• **JOB**
Rescale the listing starting at its first line and ending at the line containing "left=435, top=747, right=522, bottom=774", giving back only those lines, requests included. Multiply each bounding-box coordinate in the answers by 1.5 and round it to a whole number with halves rounded up, leaving the requests and their format samples unchanged.

* begin *

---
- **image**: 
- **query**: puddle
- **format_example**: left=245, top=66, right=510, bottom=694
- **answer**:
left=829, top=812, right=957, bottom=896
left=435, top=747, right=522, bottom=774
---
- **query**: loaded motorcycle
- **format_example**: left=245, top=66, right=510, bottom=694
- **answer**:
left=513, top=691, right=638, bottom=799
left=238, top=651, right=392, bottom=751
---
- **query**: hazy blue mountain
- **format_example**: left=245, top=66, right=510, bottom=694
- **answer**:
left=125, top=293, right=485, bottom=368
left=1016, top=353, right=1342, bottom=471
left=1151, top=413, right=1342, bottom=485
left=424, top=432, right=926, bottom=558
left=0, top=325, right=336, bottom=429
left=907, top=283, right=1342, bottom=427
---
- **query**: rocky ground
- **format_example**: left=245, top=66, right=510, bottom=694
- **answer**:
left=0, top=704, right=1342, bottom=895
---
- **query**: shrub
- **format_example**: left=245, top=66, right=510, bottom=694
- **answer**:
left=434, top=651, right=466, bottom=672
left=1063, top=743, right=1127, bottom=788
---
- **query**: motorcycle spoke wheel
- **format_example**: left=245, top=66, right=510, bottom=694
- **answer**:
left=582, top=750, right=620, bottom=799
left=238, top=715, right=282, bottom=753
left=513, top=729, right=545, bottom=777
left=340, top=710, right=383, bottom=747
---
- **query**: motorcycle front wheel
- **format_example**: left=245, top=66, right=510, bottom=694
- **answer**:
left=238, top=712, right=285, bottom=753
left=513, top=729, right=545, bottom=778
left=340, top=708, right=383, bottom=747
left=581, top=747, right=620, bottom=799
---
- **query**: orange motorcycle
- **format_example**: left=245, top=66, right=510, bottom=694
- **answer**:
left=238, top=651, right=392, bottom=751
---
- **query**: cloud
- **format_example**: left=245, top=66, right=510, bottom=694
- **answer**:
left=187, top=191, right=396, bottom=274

* end *

• **OUTPUT OF THE TASK**
---
- **image**: 
- **query**: puddle
- **format_example**: left=245, top=66, right=510, bottom=694
- **answer**:
left=1244, top=1218, right=1436, bottom=1344
left=653, top=1121, right=783, bottom=1161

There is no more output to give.